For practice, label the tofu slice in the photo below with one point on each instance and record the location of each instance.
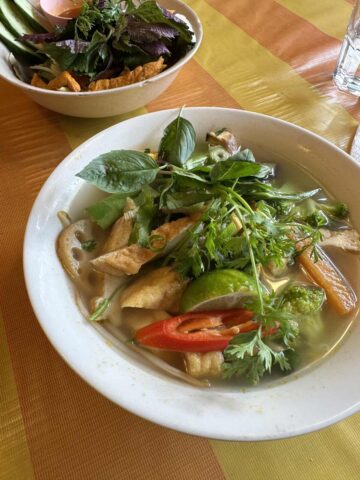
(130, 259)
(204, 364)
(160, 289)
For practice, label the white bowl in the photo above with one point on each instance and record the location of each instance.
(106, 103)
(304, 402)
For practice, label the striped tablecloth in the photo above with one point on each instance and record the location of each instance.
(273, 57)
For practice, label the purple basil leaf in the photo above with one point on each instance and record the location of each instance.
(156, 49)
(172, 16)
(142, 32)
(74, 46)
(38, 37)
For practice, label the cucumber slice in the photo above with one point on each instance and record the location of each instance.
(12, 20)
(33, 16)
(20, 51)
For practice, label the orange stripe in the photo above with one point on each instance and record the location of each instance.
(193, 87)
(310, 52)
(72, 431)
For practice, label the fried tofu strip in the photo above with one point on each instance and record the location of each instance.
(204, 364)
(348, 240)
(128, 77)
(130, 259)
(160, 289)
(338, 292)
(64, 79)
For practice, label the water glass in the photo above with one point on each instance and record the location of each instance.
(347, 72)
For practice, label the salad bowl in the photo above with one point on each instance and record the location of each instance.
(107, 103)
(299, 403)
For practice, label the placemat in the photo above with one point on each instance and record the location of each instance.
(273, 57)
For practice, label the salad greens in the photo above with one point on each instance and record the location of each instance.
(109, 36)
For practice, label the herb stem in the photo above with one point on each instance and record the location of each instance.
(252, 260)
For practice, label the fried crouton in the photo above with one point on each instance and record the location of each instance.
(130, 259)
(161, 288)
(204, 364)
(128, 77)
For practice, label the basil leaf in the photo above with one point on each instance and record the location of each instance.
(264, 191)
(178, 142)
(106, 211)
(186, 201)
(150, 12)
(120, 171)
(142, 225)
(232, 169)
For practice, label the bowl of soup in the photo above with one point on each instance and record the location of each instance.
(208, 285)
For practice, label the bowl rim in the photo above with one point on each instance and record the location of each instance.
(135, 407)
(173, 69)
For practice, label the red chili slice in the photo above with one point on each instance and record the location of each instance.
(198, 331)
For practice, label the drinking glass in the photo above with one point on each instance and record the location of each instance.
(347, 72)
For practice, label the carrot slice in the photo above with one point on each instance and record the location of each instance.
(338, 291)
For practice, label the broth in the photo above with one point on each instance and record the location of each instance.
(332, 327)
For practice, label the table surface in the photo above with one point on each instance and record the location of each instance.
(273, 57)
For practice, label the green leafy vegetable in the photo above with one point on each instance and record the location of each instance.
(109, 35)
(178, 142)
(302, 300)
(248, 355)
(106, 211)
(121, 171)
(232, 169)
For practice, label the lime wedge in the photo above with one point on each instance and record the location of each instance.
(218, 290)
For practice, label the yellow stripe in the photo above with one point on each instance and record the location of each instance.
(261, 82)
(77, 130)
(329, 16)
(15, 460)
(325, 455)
......
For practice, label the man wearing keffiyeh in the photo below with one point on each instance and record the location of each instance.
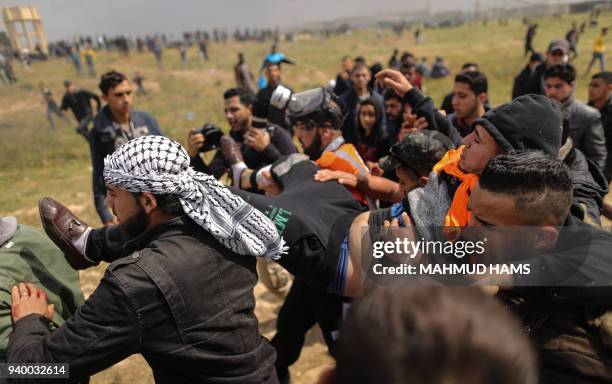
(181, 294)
......
**Task statement**
Show every line in the two blocks above that contains the word "glass", copying each line in full. Case counts.

**Answer to the task**
For practice, label the water glass in the photo above with one point on each instance and record the location of each instance.
For practice, label the drinking glass in the photo above with one point on each instance and record the location of each instance.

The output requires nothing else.